> GIVEN TEXT:
━━━━━━━━

Today I learned that I’m becoming more and more like my mother.
This isn’t always a bad thing.
It was today, though.
She has problems with low blood sugar, and sometimes if she doesn’t eat often enough, she can shake and become dizzy. I even saw her pass out from it once.
Today I guess I didn’t eat enough. I had a bowl of cereal and some blueberries for breakfast. All I had for lunch was a salad. (Just vegetables, croutons, and lowfat vinaigrette. No protein.)
By late afternoon, I knew something was wrong. I was confused and disoriented, and I’d started feeling agitated and shaky. A couple times when I tried walking across the room, I nearly tripped over my own feet.
I had plans to go somewhere tonight, but here I am at home instead. I just ate dinner and I’m going to go to bed early. I still feel like my brain isn’t quite all there.
I guess this means I need to start doing what Mom does. She has to eat something every three hours. And it has to have protein, otherwise the symptoms happen anyway.
I drank a lot today (water and zero-calorie stuff), so I know I can’t be dehydrated. I’ve been peeing so much I could melt a glacier.
Anyway, I’m going to go lay down pretty soon.
I thought it’d be better for me to ramble on and on about this over here at Jantics instead of on the Jannaverse or Jantrails.
I forget why, but it probably has something to do with the fact that nobody ever reads what I write over here.

━━━━━━━━

> RECORDED INFORMATION:
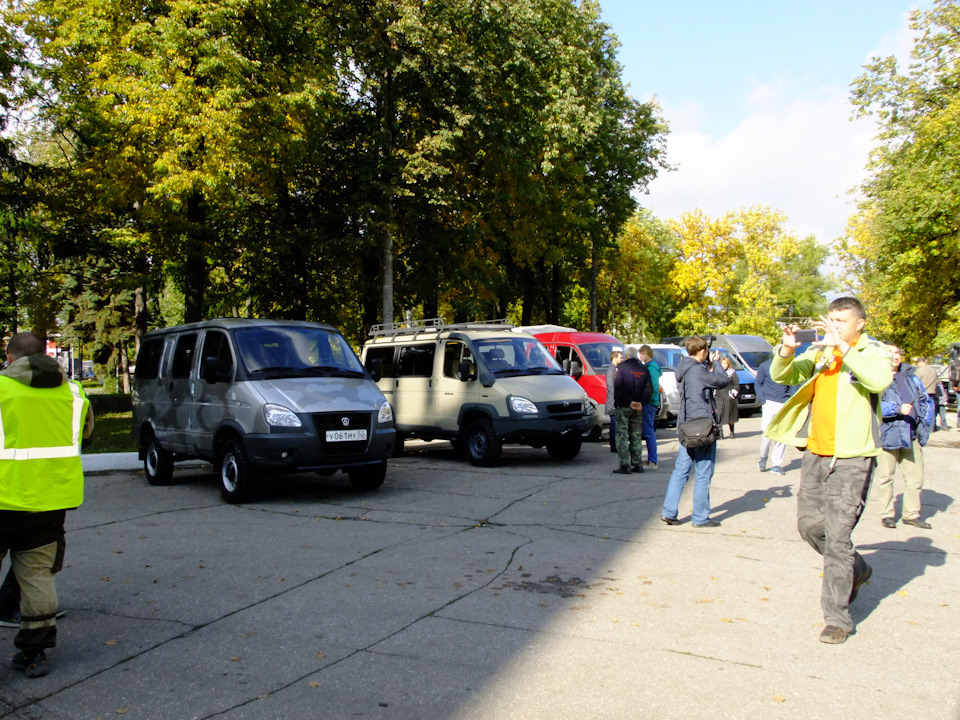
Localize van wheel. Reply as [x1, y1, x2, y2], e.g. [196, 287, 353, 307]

━━━━━━━━

> CHECK YOUR UNDERSTANDING:
(1) According to the blog post about low blood sugar, how often does the writer's mother have to eat?
(2) Reproduce everything from "This isn’t always" down to "my own feet." in the blog post about low blood sugar, word for word.
Work only from the blog post about low blood sugar, not from the material.

> ANSWERS BY ITEM:
(1) Every three hours.

(2)
This isn’t always a bad thing.
It was today, though.
She has problems with low blood sugar, and sometimes if she doesn’t eat often enough, she can shake and become dizzy. I even saw her pass out from it once.
Today I guess I didn’t eat enough. I had a bowl of cereal and some blueberries for breakfast. All I had for lunch was a salad. (Just vegetables, croutons, and lowfat vinaigrette. No protein.)
By late afternoon, I knew something was wrong. I was confused and disoriented, and I’d started feeling agitated and shaky. A couple times when I tried walking across the room, I nearly tripped over my own feet.